***** Passage *****

The researchers built a PLUMES-powered robotic boat that successfully detected the most exposed coral head in the Bellairs Fringing Reef in Barbados—located in the shallowest spot—which is useful for studying how sun exposure impacts coral organisms. In 100 simulated trials in diverse underwater environments, a virtual PLUMES robot also consistently collected seven to eight times more samples of maxima than traditional coverage methods in allotted time frames.

“PLUMES does the minimal amount of exploration necessary to find the maximum and then concentrates quickly on collecting valuable samples there,” said co-first author Genevieve Flaspohler, a PhD student in CSAIL and the MIT-WHOI Joint Program.

A key insight of PLUMES was using techniques from probability to reason about navigating the notoriously complex tradeoff between exploiting what’s learned about the environment and exploring unknown areas that may be more valuable.

Dropped into a new environment, a PLUMES-powered robot uses a probabilistic statistical model called a Gaussian process to make predictions about environmental variables, such as chemical concentrations, and estimate sensing uncertainties. PLUMES then generates a distribution of possible paths the robot can take, and uses the estimated values and uncertainties to rank each path by how well it allows the robot to explore and exploit.

Initially, PLUMES chooses paths that randomly explore the environment. Each sample, however, provides new information about the targeted values in the surrounding environment. The Gaussian process model exploits that data to narrow down possible paths the robot can follow from its given position to sample from locations with even higher value. PLUMES uses a novel objective function—commonly used in machine-learning to maximize a reward—to make the call of whether the robot should exploit past knowledge or explore the new area.

***** Dataset excerpt *****

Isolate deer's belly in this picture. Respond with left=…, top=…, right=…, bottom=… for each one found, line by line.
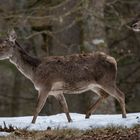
left=49, top=82, right=101, bottom=95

*****

→ **Task list**
1) In the PLUMES text, what statistical model does a PLUMES-powered robot use to predict environmental variables and estimate sensing uncertainties?
2) Write the next part of the PLUMES text, continuing after its final sentence.

→ **Results for the exercise**
1) It uses a Gaussian process.

2)
The robot makes the decision on where to collect the next sample by leveraging a modified version of Monte Carlo Tree Search (MCTS), a path-planning technique popularized for powering artificial-intelligence systems that master complex games, such as Go and Chess. The root of this MCTS decision tree starts with a “belief” node, which is the next immediate step the robot can take. This node contains the entire history of the robot’s actions and observations up until that point. Then, the system expands the tree from the root into new lines and nodes, looking over several steps of future actions that lead to explored and unexplored areas.

Researchers are now collaborating with scientists at WHOI to use PLUMES-powered robots to localize chemical plumes at volcanic sites and study methane releases in melting coastal estuaries in the Arctic. Scientists are interested in the source of chemical gases released into the atmosphere, but these test sites can span hundreds of square miles.